──────── Provided records ────────
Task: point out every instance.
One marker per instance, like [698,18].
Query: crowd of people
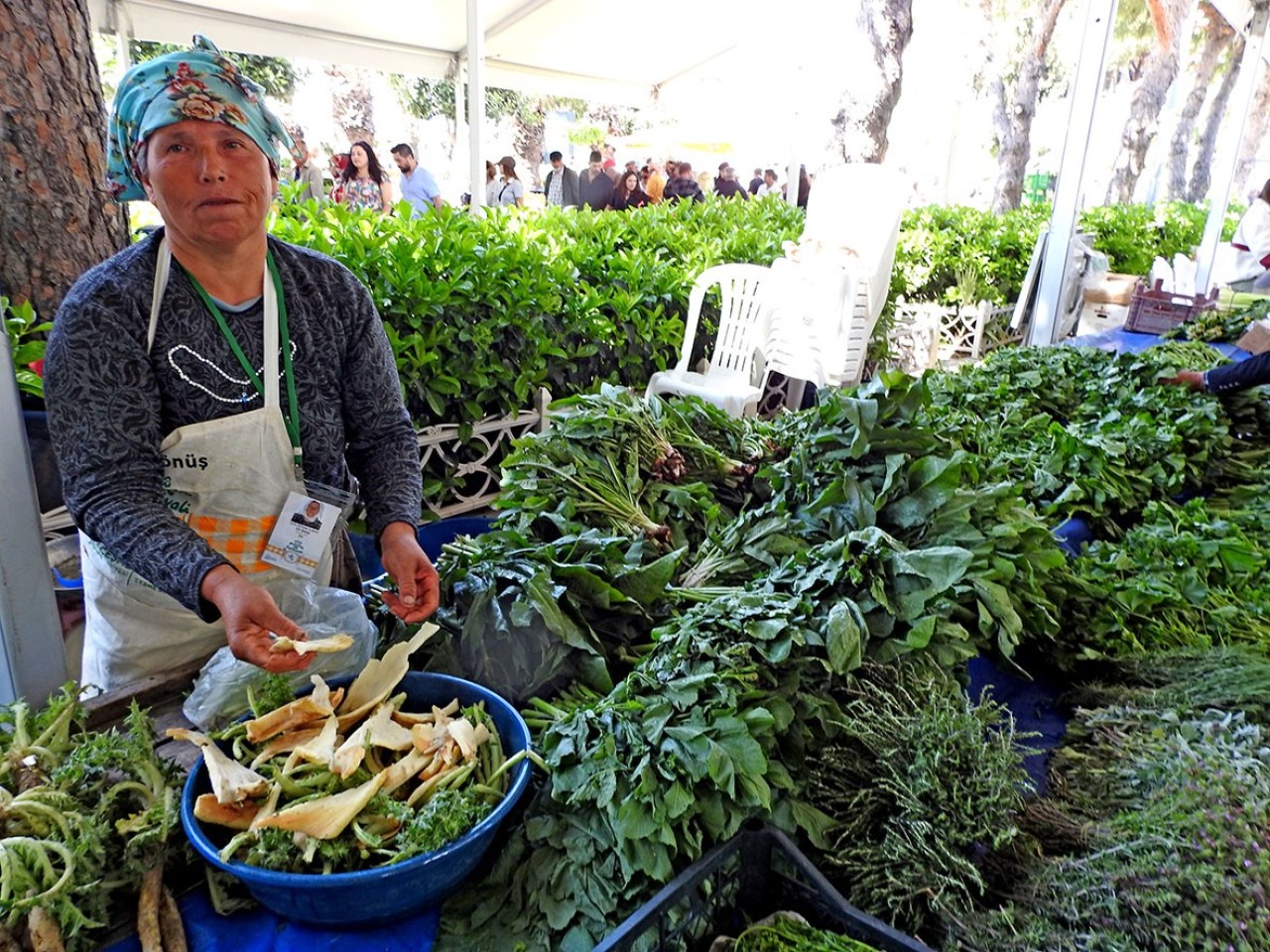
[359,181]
────────
──────── Provided records ────────
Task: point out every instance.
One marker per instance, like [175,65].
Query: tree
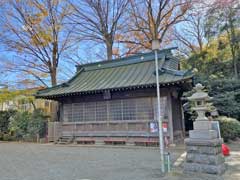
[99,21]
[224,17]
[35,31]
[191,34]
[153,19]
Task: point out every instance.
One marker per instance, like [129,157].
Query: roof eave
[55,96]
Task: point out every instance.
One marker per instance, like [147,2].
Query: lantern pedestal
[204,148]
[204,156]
────────
**Direction**
Gather every line of the data above that contains the word "marker" and copy each one out in full.

**Correct result**
One marker per instance, like [698,18].
One marker per instance, like [175,65].
One marker per instance, like [129,157].
One marker per instance, like [147,2].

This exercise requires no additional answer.